> **ABOUT THIS TASK**:
In the records that follow, find each line with the word "target" and copy it.
══ MATERIAL FOR THIS TASK
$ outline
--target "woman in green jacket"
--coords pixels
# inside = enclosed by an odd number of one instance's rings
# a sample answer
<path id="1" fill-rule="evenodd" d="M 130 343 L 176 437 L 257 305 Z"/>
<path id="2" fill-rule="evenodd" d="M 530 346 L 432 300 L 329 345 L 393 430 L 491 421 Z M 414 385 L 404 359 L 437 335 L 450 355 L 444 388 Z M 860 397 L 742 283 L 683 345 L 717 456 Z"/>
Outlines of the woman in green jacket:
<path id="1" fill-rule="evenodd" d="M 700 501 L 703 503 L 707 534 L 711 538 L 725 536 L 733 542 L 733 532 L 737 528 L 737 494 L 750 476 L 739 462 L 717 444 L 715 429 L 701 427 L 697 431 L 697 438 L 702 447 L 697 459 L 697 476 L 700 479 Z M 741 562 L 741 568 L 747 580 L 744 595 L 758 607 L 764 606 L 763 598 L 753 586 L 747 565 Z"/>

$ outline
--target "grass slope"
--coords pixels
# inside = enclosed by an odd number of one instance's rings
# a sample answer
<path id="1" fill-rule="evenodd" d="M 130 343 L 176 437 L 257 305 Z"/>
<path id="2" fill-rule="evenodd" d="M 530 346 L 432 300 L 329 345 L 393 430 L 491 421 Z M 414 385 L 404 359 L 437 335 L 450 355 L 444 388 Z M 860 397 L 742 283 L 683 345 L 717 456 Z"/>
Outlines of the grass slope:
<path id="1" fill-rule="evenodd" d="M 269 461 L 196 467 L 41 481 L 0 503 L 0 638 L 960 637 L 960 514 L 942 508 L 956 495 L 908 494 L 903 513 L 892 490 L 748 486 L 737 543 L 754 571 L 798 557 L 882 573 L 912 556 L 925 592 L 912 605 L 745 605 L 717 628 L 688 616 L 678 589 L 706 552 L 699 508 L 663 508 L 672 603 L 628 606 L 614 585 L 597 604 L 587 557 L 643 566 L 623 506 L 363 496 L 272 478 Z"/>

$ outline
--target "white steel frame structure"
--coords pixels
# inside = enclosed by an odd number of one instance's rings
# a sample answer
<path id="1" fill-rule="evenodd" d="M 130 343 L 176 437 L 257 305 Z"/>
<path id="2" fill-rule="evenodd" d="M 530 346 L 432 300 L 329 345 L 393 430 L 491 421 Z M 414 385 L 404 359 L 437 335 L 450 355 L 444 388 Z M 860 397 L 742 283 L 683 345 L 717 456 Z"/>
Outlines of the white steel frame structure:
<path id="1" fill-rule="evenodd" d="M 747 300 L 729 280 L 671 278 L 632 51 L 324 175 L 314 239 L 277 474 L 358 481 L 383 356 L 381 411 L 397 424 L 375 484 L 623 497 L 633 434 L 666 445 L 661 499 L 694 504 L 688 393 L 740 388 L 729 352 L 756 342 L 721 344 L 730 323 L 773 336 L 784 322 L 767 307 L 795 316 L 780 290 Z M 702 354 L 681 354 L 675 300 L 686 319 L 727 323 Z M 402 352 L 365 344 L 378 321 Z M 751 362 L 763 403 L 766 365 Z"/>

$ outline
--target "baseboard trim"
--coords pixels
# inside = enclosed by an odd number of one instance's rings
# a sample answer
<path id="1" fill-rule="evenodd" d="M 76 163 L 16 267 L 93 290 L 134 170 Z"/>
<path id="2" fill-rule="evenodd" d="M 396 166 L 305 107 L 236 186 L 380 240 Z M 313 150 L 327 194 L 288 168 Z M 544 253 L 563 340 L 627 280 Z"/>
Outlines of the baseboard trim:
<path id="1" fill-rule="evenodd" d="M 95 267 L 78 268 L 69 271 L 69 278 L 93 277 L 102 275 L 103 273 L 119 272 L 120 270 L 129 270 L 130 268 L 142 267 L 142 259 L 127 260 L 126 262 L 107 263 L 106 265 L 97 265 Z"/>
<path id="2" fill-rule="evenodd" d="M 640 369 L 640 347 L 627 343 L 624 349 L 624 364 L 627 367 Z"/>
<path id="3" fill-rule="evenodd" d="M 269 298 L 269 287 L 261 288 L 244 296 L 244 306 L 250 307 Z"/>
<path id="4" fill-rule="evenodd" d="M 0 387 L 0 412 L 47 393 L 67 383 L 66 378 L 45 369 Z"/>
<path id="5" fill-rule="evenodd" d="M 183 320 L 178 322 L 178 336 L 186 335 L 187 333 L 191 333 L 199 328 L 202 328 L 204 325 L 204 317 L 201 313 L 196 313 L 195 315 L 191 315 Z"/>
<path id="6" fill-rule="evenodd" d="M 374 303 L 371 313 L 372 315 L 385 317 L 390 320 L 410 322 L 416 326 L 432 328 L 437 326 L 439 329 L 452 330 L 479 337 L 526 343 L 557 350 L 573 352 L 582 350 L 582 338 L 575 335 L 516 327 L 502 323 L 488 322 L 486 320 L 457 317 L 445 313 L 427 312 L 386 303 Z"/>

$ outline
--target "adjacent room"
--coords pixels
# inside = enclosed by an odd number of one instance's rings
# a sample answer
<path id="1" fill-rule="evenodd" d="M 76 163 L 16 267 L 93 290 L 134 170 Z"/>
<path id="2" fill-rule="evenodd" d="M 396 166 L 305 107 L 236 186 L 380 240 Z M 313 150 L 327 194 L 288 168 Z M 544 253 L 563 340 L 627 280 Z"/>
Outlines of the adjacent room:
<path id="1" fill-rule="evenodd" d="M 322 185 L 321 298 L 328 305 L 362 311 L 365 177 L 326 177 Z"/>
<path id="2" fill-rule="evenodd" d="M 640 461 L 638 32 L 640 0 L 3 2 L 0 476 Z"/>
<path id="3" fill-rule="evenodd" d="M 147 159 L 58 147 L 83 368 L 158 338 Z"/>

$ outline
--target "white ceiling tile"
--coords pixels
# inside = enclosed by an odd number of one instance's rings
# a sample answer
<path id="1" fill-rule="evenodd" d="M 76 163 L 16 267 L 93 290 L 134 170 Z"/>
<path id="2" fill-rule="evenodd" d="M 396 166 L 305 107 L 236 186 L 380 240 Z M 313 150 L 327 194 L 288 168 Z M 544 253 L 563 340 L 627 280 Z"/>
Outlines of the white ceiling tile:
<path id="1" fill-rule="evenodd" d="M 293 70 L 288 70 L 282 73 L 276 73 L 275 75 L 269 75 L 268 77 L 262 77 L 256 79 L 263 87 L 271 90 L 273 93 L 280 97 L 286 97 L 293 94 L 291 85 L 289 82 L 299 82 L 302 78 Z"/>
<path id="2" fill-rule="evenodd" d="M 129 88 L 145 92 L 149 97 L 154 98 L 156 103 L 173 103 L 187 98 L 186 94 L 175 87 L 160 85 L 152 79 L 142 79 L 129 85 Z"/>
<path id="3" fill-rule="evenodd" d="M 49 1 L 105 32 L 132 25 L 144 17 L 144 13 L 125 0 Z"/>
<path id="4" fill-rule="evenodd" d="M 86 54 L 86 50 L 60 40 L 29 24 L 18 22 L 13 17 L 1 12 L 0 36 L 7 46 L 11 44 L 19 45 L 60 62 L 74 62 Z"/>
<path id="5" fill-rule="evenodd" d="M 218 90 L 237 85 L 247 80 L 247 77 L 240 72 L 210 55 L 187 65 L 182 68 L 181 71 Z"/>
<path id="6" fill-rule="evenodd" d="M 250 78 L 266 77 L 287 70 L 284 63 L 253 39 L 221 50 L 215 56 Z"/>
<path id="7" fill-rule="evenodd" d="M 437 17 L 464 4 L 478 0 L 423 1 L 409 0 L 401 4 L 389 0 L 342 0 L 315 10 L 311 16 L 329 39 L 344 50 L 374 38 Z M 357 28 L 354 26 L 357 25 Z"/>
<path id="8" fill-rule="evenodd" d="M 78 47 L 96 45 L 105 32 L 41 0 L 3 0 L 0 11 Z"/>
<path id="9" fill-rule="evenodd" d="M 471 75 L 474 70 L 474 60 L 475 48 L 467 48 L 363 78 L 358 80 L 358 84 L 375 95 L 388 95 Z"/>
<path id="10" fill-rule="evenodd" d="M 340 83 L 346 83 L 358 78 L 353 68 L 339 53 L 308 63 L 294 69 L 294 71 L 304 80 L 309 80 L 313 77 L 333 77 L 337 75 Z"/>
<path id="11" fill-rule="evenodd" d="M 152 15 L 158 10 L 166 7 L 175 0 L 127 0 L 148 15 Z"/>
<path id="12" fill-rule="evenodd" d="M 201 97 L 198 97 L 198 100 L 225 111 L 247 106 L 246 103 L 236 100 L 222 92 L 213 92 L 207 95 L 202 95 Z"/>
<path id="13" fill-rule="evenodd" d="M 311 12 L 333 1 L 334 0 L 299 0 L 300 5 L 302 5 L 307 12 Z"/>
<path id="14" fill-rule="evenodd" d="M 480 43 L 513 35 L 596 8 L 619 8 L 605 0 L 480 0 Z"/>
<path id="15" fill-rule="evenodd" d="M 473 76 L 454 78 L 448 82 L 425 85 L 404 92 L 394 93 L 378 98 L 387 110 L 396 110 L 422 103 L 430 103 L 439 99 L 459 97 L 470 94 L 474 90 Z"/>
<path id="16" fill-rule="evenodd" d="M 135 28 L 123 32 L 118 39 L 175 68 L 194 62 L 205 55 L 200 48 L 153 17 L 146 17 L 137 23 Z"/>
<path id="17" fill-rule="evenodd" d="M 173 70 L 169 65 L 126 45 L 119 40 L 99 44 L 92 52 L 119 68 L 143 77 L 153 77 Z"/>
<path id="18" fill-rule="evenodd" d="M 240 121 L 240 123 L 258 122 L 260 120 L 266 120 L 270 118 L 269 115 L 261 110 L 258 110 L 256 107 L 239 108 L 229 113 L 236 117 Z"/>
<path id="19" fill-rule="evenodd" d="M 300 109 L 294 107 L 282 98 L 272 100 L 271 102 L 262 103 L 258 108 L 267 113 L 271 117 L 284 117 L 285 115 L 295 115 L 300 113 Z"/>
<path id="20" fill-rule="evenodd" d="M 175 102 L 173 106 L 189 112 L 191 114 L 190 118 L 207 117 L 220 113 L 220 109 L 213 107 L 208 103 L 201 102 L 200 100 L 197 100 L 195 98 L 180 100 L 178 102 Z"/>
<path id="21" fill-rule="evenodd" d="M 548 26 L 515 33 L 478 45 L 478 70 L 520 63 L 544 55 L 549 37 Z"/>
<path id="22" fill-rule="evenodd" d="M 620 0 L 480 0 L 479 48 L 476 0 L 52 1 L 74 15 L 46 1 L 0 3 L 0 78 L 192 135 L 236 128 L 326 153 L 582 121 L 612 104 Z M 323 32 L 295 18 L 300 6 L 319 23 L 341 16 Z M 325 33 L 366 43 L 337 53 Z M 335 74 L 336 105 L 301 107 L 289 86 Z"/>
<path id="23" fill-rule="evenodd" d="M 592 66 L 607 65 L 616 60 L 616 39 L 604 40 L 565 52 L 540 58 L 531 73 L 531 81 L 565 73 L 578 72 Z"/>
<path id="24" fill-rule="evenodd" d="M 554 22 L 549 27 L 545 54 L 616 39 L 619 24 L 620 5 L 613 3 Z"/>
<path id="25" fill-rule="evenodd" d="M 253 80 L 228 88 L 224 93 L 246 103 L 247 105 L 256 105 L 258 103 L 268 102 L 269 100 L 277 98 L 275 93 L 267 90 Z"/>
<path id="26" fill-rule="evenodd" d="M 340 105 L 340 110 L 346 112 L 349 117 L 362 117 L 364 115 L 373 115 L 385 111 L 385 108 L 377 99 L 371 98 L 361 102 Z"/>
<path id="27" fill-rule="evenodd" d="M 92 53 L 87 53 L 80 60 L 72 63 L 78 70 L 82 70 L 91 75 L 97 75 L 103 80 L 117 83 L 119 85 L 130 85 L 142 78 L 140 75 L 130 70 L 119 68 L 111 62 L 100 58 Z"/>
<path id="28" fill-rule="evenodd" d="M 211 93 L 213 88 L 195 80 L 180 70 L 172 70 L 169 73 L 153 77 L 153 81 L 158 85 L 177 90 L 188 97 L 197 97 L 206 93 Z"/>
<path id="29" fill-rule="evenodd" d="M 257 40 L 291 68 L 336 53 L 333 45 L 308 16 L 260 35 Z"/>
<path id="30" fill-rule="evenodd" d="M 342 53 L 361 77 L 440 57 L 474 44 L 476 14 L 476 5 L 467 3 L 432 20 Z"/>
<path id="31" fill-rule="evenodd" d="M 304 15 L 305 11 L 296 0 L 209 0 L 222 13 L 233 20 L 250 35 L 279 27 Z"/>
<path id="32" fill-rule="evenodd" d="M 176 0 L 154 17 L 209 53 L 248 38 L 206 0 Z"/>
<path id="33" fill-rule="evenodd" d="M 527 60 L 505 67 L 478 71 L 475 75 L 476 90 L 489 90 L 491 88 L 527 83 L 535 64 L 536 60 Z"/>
════
> **EXERCISE ANSWER**:
--target "woman in green jacket"
--target "grass slope"
--target "white steel frame structure"
--target "baseboard trim"
--target "adjacent room"
--target "white ceiling tile"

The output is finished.